*Extract:*
•••
# Garneau Carbon Bibs - gone through 3 pairs in 2 seasons - normal?



## FasterStronger (Jun 6, 2014)

Like the title says - I have gone through 3 pairs in 2 seasons.
A little more info:
I hand wash after every ride and let them drip dry.

1st issue was last year aprox 2 months after purchase - one of them came apart at the seam.
They were promptly replaced by garneau.
2nd issue - the replacement pair developed a run in the material - they are being replaced as well.
So those 2 have not even done a complete season.
The I noticed that my original pair has a run right where I sit - down to the chamois.

Anyone experience this?
is this considered normal wear and tear. I don't expect them to last forever - but would hope for more thanI have gotten out of them.

Other than that - I love the fit and feel - but the Chamois feels lacking in my original pair as well - maybe has weakened over time?


----------



## Jay Strongbow (May 8, 2010)

No, I wouldn't consider that normal wear and tear.

What's been normal wear and tear in my experience is after 3500 miles or so (guessing but around that) they just kind of lose it. Not ripped or any visible problems, just that the spendex kind of loses it's stretch/compression power and things get sloppy and they get uncomfortable.


----------



## FasterStronger (Jun 6, 2014)

Thanks for the feedback Jay. Seemed premature to me - time to hop around for another brand.
On another note - I bought a pair of Biemme bibs @ the GFNY and love the feel and fit.


----------



## skinewmexico (Apr 19, 2010)

I thought the chamois (airgel) in all of my LG bibs felt like it was going south, so I called LG to ask if I had washed them wrong. LG said send them in for inspection, and they replaced all 4 pair. Not really an answer, but I think I could tell mine were going away. Still surprised they warranteed them.


----------
•••
*Supplied information:*
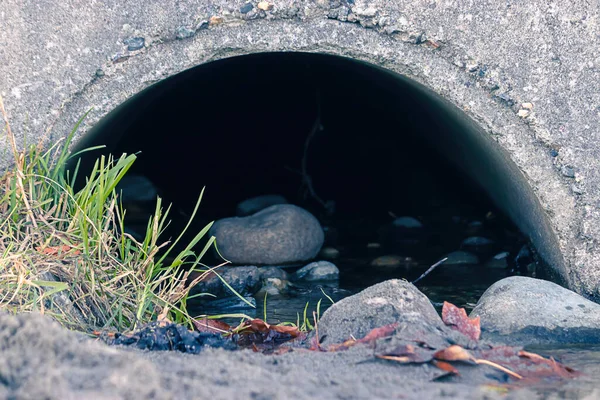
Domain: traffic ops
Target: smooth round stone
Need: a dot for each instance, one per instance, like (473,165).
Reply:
(528,310)
(499,261)
(272,272)
(318,271)
(246,8)
(277,235)
(135,43)
(329,253)
(377,306)
(255,204)
(477,244)
(393,261)
(461,258)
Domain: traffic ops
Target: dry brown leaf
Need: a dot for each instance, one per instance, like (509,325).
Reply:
(457,319)
(56,250)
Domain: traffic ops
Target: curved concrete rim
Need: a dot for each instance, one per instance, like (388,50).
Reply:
(476,90)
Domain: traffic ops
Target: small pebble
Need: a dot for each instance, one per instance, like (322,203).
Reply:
(576,189)
(318,271)
(567,171)
(246,8)
(184,33)
(215,20)
(135,43)
(527,106)
(265,6)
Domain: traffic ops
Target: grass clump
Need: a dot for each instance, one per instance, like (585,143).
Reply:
(64,253)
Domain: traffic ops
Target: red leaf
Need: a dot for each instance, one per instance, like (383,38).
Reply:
(446,367)
(457,319)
•••
*Task instructions:*
a - In the forum thread, after about how many miles does Jay Strongbow say bibs typically lose their stretch?
b - Reproduce word for word the stretch of the forum thread from "On another note" through "they warranteed them.".
This material has no connection to the forum thread.

*List of solutions:*
a - Around 3500 miles.

b -
On another note - I bought a pair of Biemme bibs @ the GFNY and love the feel and fit.


----------



## skinewmexico (Apr 19, 2010)

I thought the chamois (airgel) in all of my LG bibs felt like it was going south, so I called LG to ask if I had washed them wrong. LG said send them in for inspection, and they replaced all 4 pair. Not really an answer, but I think I could tell mine were going away. Still surprised they warranteed them.